* BEGIN Working data *

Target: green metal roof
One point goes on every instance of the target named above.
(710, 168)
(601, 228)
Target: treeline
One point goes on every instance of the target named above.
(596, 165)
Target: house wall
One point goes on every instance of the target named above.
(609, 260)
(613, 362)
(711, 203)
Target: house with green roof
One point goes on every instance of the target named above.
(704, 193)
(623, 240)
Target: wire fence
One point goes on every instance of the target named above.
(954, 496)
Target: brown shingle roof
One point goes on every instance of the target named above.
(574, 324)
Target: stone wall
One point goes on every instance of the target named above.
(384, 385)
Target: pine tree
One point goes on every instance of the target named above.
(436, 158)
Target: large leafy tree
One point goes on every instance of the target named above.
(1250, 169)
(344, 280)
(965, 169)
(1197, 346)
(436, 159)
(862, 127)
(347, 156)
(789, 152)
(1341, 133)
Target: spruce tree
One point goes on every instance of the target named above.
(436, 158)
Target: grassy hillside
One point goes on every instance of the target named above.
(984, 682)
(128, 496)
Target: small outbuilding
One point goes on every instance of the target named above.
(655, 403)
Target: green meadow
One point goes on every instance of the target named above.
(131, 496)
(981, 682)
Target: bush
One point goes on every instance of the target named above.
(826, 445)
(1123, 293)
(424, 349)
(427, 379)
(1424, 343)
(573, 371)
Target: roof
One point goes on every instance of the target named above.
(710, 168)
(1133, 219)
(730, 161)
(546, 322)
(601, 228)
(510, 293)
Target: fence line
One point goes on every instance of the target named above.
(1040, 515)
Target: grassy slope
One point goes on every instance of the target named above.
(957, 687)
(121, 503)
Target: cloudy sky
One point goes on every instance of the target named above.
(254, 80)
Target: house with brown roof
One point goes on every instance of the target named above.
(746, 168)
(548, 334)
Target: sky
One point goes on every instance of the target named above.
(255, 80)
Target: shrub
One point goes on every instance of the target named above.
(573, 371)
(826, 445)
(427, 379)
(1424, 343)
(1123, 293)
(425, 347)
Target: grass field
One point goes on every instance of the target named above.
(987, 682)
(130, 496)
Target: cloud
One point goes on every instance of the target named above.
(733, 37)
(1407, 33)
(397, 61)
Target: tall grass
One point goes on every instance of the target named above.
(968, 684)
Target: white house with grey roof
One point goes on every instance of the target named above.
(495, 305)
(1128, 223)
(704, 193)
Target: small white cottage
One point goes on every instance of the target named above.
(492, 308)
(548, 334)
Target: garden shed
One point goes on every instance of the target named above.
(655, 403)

* END Working data *

Edit the material above so that "every instance" becomes "each instance" wherever it occurs. Leave everything else unchanged.

> Right answer:
Target: green metal roof
One point goes on each instance of the target named above.
(710, 168)
(601, 228)
Target: treeline
One point goes on each instance of the target named above.
(596, 165)
Target: house wall
One point goes on each instance of the target named above.
(609, 260)
(613, 362)
(711, 203)
Target: house with green roof
One point goes on each instance of the target named above.
(704, 193)
(623, 240)
Target: wire fence
One point goes on each instance of the target named above.
(954, 496)
Target: brown shingle roof
One point goes on each instance of the target named above.
(574, 324)
Target: stone wall
One point goes on each instance of the target named above.
(384, 385)
Target: pine tree
One point goes on each instance of the target named above.
(436, 158)
Target: large leafy tree
One point goes on each instance of the target named above.
(1250, 169)
(344, 280)
(965, 169)
(1197, 346)
(436, 159)
(862, 127)
(347, 156)
(789, 152)
(1341, 133)
Target: spruce tree
One point goes on each instance of the target named above.
(436, 158)
Target: grassy hillside
One point goes on each instance of the target named above.
(984, 682)
(128, 496)
Target: small outbuilding
One point goes on each instance of the target named above.
(655, 403)
Target: green meadow
One point goes on each instance of the target named above.
(131, 496)
(981, 682)
Target: bush
One point goes on each instance of the target named above.
(826, 445)
(1123, 293)
(424, 349)
(427, 379)
(1424, 343)
(573, 371)
Target: roof
One point goes on each instance of the target named above.
(710, 168)
(1133, 219)
(730, 161)
(546, 322)
(601, 228)
(510, 293)
Target: fence line
One point goes on each instance of the target named above.
(1040, 515)
Target: grassy slope
One point goes on each instance of the target named above.
(957, 687)
(121, 503)
Target: cloudy sky
One point goes on each instance of the target named above.
(254, 80)
Target: house with brown roof
One point goes on each instance of the target named above.
(746, 168)
(548, 334)
Target: sky
One point goes on each instance of the target named above.
(255, 80)
Target: shrub
One point goes on each instance of the target named above.
(573, 371)
(826, 445)
(427, 379)
(1424, 343)
(1123, 293)
(425, 347)
Target: grass field
One point goes on each instance of the target named above.
(987, 682)
(130, 496)
Target: cloud
One point goes on each instance of the target named above.
(733, 37)
(1407, 33)
(397, 61)
Target: tall grass
One point goes on each instance of the target named above.
(968, 684)
Target: white house with grey roof
One point goes on each instance of the target named above.
(495, 305)
(1128, 223)
(704, 193)
Target: small white cottage
One point goes on each instance of the target named above.
(492, 308)
(548, 334)
Target: garden shed
One point goes on each instance of the target named above.
(655, 403)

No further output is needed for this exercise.